**Directions**
Arrange the lines of the listing below as a JSON list of strings, with one string per line and blank lines omitted. Omit the pictures from your answer.

Entries shown start

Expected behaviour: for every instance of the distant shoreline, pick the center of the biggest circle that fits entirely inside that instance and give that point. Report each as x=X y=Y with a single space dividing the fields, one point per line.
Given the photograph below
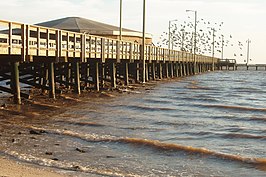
x=10 y=168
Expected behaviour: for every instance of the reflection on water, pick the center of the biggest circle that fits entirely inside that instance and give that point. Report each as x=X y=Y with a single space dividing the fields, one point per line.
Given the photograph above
x=205 y=125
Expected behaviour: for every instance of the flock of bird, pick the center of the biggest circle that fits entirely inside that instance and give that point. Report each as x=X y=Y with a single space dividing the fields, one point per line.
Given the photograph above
x=208 y=36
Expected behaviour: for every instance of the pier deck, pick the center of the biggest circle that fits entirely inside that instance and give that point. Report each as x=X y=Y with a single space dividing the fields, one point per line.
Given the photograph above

Entries shown end

**Solution**
[
  "Expected behaviour: for every instance of the distant shoreline, pick the center of the biggest circle that fits entirely inside that instance and give that point. Report each as x=X y=Y with a single space dividing the fields, one point per line.",
  "Given the photograph below",
  "x=10 y=168",
  "Expected behaviour: for every instance of the reflection on water, pick the center of the biggest circle that fits entirely inside that instance and give that point. Report each as x=X y=Y with a single space dividing the fields, one point per line.",
  "Given the photograph above",
  "x=205 y=125",
  "Expected behaviour: for every instance of the flock of bird, pick the center of the biggest circle that fits entirely inside that instance and give that point. Report each as x=X y=Y with a single space dividing the fields, one point per line.",
  "Given the photograph above",
  "x=208 y=36",
  "Expected behaviour: for every instance of the pier deck, pick the center of the biggest circle that fits entirely inside that instance and give that point. Report each as x=X y=Y with a single space dividing the fields, one point per line.",
  "Given the photograph above"
]